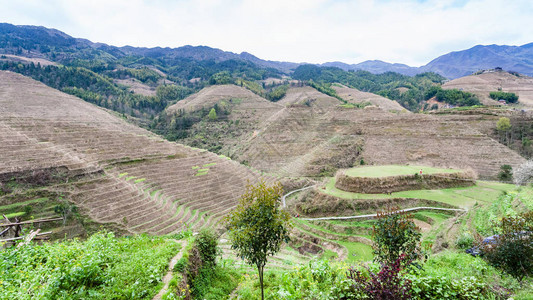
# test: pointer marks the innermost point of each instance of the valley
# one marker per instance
(144, 153)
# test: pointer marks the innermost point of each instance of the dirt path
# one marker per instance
(374, 215)
(168, 276)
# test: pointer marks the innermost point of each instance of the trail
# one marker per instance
(168, 276)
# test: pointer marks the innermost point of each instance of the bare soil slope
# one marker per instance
(485, 83)
(309, 141)
(119, 173)
(212, 95)
(308, 96)
(356, 96)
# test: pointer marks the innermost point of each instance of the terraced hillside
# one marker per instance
(309, 140)
(485, 83)
(357, 96)
(208, 97)
(308, 96)
(115, 172)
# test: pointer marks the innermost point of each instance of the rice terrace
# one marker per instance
(196, 173)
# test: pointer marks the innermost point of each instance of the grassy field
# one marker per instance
(394, 170)
(465, 197)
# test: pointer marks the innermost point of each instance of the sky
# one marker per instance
(315, 31)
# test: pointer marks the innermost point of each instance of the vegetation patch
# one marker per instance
(102, 267)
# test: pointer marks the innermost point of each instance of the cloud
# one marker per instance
(406, 31)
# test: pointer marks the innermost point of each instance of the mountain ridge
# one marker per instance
(41, 40)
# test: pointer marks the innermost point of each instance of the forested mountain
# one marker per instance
(462, 63)
(58, 46)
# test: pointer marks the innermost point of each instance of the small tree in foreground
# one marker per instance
(395, 234)
(257, 227)
(512, 250)
(387, 284)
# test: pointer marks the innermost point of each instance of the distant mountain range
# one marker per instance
(55, 45)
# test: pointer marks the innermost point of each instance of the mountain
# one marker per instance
(38, 41)
(376, 67)
(463, 63)
(458, 63)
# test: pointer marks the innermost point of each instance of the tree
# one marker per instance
(508, 97)
(512, 250)
(212, 114)
(257, 227)
(524, 173)
(395, 234)
(506, 173)
(503, 126)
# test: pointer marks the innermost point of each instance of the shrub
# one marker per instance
(394, 234)
(524, 173)
(509, 97)
(387, 284)
(207, 244)
(512, 250)
(465, 240)
(506, 173)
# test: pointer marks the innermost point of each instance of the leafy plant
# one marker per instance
(257, 227)
(207, 244)
(506, 173)
(387, 284)
(394, 233)
(512, 250)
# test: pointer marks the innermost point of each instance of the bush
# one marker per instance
(465, 240)
(394, 234)
(508, 97)
(102, 267)
(387, 284)
(512, 250)
(506, 173)
(207, 244)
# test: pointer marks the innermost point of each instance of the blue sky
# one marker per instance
(403, 31)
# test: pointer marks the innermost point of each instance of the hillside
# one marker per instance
(309, 141)
(113, 171)
(308, 96)
(356, 96)
(463, 63)
(484, 83)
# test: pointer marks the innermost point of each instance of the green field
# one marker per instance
(394, 170)
(483, 191)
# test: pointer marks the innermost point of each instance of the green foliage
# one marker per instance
(465, 240)
(212, 114)
(223, 77)
(277, 93)
(171, 92)
(503, 124)
(257, 227)
(103, 267)
(207, 244)
(513, 248)
(453, 97)
(320, 279)
(394, 234)
(506, 173)
(508, 97)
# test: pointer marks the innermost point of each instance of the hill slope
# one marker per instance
(485, 83)
(462, 63)
(115, 172)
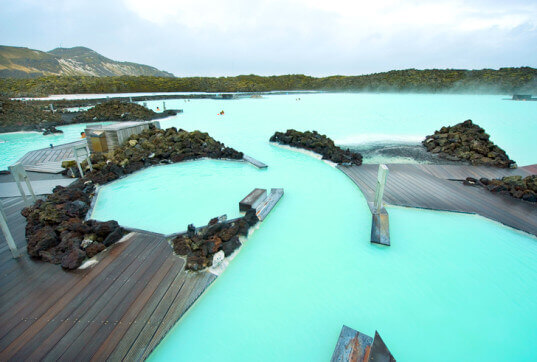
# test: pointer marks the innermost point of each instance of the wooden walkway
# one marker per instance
(49, 159)
(119, 308)
(429, 187)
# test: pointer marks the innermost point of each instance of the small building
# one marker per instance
(107, 138)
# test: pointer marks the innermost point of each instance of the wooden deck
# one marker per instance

****************

= THE PROBLEM =
Pictures stay out; repeat all the rest of the records exactly.

= RESPONSE TO THE TASK =
# test: pointer marks the innermost point of each instance of the valley
# one marker per instance
(144, 153)
# test: pointer marks the innermost point of each instance of the dirt path
# one marker per instance
(374, 215)
(168, 276)
# test: pointer marks the innermost point of each instance of the trail
# one marker per instance
(168, 276)
# test: pointer marks the innermost point of each instance of the bare soil slope
# one marker per instance
(485, 83)
(309, 141)
(119, 173)
(212, 95)
(308, 96)
(356, 96)
# test: pointer marks the innermost point of each instance of the terraced hillside
# one marker per instance
(309, 140)
(485, 83)
(357, 96)
(208, 97)
(308, 96)
(115, 172)
# test: pointer marks the innermost point of each instance of the rice terrace
# one marker per instance
(196, 173)
# test: pointer marks the innermost point of each instance of the grassy field
# one marker per instance
(394, 170)
(465, 197)
# test: pointer marks the innermost point of each instance of the sky
# one marker per instance
(315, 31)
# test: pointer marks the innermost point of each instance of the vegetation patch
# one marker per instance
(102, 267)
# test: pointer marks the innermost point of each instance of the cloud
# one marker per instance
(406, 31)
# test: pointer marks the innermost point of each instance of the mountain ridge
# one marker per instance
(41, 40)
# test: pointer marks the innermost point of each instance of the forested mountain
# one marker per instance
(462, 63)
(58, 46)
# test: pointer marks the innermost point of each instance of the small tree in foreground
# one marker per instance
(395, 234)
(257, 227)
(512, 250)
(387, 284)
# test: pointer marks the innermost point of each instance of the distant mountain range
# one marker per instance
(55, 45)
# test: pointer marks the innermost point of each instance of the mountain
# one marker per instance
(38, 41)
(376, 67)
(463, 63)
(458, 63)
# test: pointer marks the innermost point of each instance of the tree
# one marker per instance
(508, 97)
(512, 250)
(212, 114)
(257, 227)
(524, 173)
(395, 234)
(506, 173)
(503, 126)
# test: pointer marks the innermost point of each instance of the shrub
# one marker per instance
(394, 234)
(524, 173)
(509, 97)
(387, 284)
(207, 244)
(512, 250)
(465, 240)
(506, 173)
# test: pointer marks the innermost point of each instance of the leafy plant
# one marker per instance
(257, 227)
(207, 244)
(506, 173)
(387, 284)
(394, 233)
(512, 250)
# test: pointer marks the innermost point of each instance of the bush
# one marker per instance
(465, 240)
(394, 234)
(508, 97)
(102, 267)
(387, 284)
(512, 250)
(506, 173)
(207, 244)
# test: pointer marks the innermost point of each instance of the blue sky
# one marker per instance
(403, 31)
# test: pointer marks the innermost point of each instance of the hillside
# one marker per instance
(309, 141)
(113, 171)
(308, 96)
(356, 96)
(463, 63)
(484, 83)
# test: pointer marks the innermost point of each instance of the green field
# one marker per instance
(394, 170)
(483, 191)
# test: pointer marks the innermost point of each instance of the green foliage
# one marker per instance
(465, 240)
(212, 114)
(223, 77)
(277, 93)
(171, 92)
(503, 124)
(257, 227)
(103, 267)
(207, 244)
(513, 248)
(453, 97)
(320, 279)
(394, 234)
(506, 173)
(508, 97)
# test: pointer marks the innermost point of each instance of the hill slope
# one marker per instance
(485, 83)
(462, 63)
(115, 172)
# test: pointer marks the innermost point of each instance of the wooden walkway
# one marker per instance
(49, 159)
(119, 308)
(429, 187)
# test: pointer marks the innermost point of each instance of the small building
# one marker per instance
(107, 138)
# test: pointer marks the innermost point of each instance of the wooden deck
# one marker per instance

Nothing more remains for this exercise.